Цитируемый отрывок:

Страница 8 из 14
Иными словами, может статься, что дети биологически запрограммированы работать или помогать по дому. Возможно, это объясняет, почему моя полуторагодовалая дочь обожала складывать постиранное белье, подметать игрушечной шваброй и собирать и нести в мусор обрывки бумаги. Даже в столь раннем возрасте она по своей природе была нацелена и рада помогать. Мне ее помощь, конечно, была не обязательна. В нашем доме были и стиральная, и посудомоечная машина, и многие другие приборы, и взрослые могли спокойно управляться со всем сами. Но я поощряю ее стремление помочь, потому что мне кажется, что это идет ей на пользу. Во-первых, она научится готовить, убирать и учиться у взрослых – всё весьма полезные навыки. И – что, быть может, ценнее – она станет действительным членом нашего семейного коллектива: не просто помощником, но сотрудником. И эти простые домашние хлопоты, если заниматься ими вместе, делают нас семьей, члены которой не только вместе играют, но и вместе трудятся. Ни одно из этих занятий не является ни для нее, ни для нас особенно трудным, так что для дочки домашние хлопоты стали возможностью научиться чему-то новому, а нам – пообщаться всей семьей.
Я начала эту главу с разговора о том, как ходила в детский сад, потому что в моей культуре раннее детство чаще всего проходит именно в садике. У нас на Западе считается, что детей трех-четырех лет нужно сдавать в то или иное дошкольное учреждение, чтобы там, общаясь со сверстниками и воспитателями, они могли бы развить свои умственные способности и обрести полезные навыки. В индустриализованных странах для ребенка «нормально» находиться в яслях или детском саду. Для связанных тесными узами сообществ, где дети помогают ухаживать за младшими, кажется довольно странным изолировать их под присмотром посторонних, заставлять делать и учиться непонятным вещам, отделять их от остального общества. Школа как феномен в масштабе человеческой истории – лишь недавнее изобретение. Детский сад американского образца как этап подготовки к школе, с «классами», «учениками» и «учителями», с точки зрения истории культуры, вообще непонятно откуда взялся и кроме как в горстке стран почти нигде не встречается[26]. И, несмотря на это, большинство американцев среднего класса уверены, что «нормальным», «правильным» и «лучшим» способом обучения и социализации для трехлетнего ребенка является посещение такой вот мини-школы. Изучение других культур показывает, что существуют и иные способы вырастить из ребенка ответственного члена общества.

Список заданий:
**1)** Согласно отрывку, детей какого возраста на Западе принято отдавать в дошкольное учреждение?
**2)** Допишите следующую часть отрывка о воспитании детей сразу после его последнего предложения.

Список записей:
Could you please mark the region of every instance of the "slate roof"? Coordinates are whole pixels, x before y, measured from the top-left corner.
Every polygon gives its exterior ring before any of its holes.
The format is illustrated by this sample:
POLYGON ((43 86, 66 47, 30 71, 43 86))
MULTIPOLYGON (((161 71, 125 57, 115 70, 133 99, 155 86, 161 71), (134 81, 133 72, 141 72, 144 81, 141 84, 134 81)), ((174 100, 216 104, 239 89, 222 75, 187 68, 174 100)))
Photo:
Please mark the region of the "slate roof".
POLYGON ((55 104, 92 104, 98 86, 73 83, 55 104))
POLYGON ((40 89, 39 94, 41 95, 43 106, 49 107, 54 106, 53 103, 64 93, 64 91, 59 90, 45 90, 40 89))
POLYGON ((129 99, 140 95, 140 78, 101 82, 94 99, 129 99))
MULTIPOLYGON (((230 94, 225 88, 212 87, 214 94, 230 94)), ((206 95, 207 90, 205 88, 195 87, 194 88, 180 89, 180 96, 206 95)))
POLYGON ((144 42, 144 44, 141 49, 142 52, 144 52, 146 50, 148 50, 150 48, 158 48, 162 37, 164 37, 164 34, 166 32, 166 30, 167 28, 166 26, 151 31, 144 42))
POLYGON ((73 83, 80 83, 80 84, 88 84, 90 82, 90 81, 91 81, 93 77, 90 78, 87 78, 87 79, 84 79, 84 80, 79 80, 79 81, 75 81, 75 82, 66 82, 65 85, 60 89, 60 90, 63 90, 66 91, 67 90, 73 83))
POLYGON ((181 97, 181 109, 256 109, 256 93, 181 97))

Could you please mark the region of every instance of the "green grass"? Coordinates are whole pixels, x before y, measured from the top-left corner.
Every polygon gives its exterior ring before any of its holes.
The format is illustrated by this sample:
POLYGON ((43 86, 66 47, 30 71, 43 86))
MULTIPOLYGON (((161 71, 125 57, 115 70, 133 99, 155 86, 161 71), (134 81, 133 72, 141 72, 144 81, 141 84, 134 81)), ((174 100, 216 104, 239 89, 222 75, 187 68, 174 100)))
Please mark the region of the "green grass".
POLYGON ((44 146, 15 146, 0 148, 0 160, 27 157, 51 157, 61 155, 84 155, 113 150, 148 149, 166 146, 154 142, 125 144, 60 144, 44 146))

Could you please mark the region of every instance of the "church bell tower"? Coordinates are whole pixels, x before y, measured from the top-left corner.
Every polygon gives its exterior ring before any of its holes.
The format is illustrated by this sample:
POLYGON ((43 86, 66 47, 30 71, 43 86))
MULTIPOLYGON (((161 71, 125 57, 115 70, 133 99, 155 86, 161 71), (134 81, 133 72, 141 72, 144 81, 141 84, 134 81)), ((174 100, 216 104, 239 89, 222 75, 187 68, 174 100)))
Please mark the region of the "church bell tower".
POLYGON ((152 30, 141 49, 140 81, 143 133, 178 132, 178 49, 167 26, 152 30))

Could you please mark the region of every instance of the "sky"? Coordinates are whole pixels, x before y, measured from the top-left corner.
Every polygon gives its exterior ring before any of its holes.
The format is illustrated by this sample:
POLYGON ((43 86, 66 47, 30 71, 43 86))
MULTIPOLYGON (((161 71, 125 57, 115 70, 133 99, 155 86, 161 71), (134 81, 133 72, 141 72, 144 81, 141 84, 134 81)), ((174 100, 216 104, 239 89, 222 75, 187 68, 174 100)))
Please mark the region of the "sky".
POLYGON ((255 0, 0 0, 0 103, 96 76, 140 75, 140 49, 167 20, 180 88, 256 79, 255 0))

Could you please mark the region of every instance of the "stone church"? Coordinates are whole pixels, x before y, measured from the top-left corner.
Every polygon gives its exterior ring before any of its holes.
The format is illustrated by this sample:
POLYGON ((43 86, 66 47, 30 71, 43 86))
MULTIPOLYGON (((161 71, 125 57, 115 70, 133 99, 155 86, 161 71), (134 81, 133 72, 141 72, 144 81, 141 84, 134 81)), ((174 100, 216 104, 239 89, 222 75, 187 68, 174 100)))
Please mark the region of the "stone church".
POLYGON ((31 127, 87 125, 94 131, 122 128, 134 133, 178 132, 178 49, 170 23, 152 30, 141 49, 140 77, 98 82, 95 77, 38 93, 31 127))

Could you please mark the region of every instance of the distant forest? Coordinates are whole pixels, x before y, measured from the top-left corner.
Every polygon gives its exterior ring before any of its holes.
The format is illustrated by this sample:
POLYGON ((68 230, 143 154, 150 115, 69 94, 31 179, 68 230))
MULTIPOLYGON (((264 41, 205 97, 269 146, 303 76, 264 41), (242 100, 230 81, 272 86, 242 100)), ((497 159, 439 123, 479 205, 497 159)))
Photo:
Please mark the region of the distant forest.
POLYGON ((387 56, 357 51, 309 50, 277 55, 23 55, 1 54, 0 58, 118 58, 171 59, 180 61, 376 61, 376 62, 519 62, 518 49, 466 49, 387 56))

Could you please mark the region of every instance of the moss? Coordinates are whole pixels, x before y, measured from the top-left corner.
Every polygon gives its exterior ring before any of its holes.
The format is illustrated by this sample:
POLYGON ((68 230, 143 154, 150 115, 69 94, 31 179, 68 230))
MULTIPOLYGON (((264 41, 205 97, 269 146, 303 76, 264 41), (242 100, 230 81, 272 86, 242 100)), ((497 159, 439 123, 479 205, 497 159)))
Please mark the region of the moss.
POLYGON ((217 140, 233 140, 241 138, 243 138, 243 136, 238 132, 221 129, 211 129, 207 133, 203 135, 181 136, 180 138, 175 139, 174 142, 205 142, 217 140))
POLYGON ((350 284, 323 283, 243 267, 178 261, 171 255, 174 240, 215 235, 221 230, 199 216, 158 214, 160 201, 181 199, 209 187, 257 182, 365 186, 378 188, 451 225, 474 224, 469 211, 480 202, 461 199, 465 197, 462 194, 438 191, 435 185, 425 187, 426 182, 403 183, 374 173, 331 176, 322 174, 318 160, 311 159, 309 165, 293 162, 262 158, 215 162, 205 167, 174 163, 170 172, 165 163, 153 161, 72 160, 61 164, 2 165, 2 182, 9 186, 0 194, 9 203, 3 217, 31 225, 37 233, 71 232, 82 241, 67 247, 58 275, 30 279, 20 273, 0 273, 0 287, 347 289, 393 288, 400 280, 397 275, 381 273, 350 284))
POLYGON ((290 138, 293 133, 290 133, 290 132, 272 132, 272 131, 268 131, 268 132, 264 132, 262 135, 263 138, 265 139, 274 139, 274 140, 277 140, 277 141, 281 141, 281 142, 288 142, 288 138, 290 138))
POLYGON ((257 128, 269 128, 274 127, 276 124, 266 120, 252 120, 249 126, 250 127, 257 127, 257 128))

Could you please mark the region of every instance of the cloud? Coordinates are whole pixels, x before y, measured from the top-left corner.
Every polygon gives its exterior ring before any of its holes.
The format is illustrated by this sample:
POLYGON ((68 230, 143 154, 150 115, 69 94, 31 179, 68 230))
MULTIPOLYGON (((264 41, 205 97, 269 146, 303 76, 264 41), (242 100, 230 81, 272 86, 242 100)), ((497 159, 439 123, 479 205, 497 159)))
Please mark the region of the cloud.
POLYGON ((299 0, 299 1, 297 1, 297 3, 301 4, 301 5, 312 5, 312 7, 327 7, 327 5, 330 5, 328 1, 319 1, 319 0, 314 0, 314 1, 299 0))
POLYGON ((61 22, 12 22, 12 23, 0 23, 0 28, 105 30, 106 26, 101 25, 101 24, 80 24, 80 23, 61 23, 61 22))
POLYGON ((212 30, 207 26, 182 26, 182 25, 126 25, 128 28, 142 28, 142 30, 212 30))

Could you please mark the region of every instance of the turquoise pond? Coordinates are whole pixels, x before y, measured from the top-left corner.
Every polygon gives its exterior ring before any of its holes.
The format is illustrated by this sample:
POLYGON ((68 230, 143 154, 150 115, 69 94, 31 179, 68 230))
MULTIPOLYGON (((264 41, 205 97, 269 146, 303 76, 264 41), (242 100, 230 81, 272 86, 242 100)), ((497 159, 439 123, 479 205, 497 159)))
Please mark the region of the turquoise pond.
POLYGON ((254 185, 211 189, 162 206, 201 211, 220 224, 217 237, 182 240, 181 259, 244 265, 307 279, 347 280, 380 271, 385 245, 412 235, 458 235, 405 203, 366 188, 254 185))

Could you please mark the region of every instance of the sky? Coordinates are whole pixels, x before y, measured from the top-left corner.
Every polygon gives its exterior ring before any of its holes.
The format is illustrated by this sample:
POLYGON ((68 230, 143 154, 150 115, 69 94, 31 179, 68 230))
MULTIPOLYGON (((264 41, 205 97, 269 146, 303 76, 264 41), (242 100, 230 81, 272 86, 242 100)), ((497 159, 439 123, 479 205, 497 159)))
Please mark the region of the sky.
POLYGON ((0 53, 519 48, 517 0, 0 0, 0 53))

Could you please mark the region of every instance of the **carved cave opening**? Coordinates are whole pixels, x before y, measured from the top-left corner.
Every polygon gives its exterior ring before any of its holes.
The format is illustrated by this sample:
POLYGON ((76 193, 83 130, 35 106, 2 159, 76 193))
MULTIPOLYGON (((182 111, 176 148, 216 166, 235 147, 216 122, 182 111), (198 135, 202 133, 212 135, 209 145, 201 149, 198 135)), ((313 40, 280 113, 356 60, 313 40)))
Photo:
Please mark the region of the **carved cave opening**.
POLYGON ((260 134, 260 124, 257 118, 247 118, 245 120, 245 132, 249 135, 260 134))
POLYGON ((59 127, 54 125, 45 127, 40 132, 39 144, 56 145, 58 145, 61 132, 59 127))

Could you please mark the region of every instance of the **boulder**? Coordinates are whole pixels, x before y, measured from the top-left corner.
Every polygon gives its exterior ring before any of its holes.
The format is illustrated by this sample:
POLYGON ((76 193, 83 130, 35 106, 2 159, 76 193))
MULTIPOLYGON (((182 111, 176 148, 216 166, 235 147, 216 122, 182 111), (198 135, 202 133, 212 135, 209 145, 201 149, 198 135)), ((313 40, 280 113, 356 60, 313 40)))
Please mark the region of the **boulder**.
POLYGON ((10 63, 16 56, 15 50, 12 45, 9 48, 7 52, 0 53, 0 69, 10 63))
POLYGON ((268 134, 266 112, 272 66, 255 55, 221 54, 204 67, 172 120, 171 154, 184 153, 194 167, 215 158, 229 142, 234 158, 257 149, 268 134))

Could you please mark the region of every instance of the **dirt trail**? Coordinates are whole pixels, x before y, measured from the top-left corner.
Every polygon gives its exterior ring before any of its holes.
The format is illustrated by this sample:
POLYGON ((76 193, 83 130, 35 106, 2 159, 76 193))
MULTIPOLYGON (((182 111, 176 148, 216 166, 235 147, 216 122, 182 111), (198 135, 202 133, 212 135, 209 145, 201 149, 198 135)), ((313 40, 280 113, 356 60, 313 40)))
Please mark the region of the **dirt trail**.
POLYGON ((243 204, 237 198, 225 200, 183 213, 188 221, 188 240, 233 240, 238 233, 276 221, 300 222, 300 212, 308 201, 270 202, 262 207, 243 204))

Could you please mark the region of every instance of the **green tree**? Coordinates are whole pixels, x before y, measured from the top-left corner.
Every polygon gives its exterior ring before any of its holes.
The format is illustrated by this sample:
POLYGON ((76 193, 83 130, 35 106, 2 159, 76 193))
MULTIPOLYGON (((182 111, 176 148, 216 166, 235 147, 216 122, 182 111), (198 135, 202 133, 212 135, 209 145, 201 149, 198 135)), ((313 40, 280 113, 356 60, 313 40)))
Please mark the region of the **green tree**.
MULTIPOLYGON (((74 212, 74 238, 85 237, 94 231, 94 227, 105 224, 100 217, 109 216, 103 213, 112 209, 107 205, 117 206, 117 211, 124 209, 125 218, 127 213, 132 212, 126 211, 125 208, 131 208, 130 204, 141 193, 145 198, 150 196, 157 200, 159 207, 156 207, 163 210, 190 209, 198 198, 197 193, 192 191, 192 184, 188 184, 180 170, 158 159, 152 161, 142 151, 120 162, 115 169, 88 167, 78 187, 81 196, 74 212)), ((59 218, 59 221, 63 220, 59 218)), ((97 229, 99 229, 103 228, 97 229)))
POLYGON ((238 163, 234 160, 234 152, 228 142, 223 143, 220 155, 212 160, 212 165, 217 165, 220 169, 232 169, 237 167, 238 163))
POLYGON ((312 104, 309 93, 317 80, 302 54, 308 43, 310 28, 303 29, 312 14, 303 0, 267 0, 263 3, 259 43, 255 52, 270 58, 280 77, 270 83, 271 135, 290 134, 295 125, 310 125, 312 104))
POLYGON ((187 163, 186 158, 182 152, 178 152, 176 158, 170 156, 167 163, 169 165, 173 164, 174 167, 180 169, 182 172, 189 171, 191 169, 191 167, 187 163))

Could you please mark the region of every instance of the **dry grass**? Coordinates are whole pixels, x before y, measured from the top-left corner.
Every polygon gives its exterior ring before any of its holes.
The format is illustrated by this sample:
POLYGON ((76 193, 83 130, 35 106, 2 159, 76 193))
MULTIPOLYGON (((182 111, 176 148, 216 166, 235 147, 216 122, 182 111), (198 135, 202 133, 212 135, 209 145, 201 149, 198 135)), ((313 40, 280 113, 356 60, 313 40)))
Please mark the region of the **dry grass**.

Решённые задачи:
**1)** Детей трех-четырех лет.

**2)**
Но безотносительно того, как учатся и как растут дети, им все равно требуется детство, чтобы успеть вырасти и стать социально адаптированными взрослыми. Детство – характерная черта нашего вида, оно заложено в нашей природе. Почему так? Когда и как оно стало частью нашего жизненного пути? Для какой цели? Именно этими вопросами в наше время все чаще задаются антропологи.
Глава вторая
Эволюция детства
В конце 1980-х я год с лишним проработала в зоопарке на юго-западе Франции, изучая группу обезьян-маготов. Я и раньше изучала группы обезьян, но эти макаки не сидели в клетке, а бродили по просторной территории в несколько акров, и я бродила вместе с ними. Целью моего исследования было наблюдать за взрослыми самками маготов и подмечать их брачное поведение. И вот я целыми днями бродила в компании обезьян. К концу года я знала их, как членов своей семьи. И я была свидетелем, а иногда и участником бесчисленных ситуаций и конфликтов, возникавших между ними, совсем как в любой группе живущих бок о бок людей: споров, ссор, примирений и совместных дел. Все это было ужасно увлекательно.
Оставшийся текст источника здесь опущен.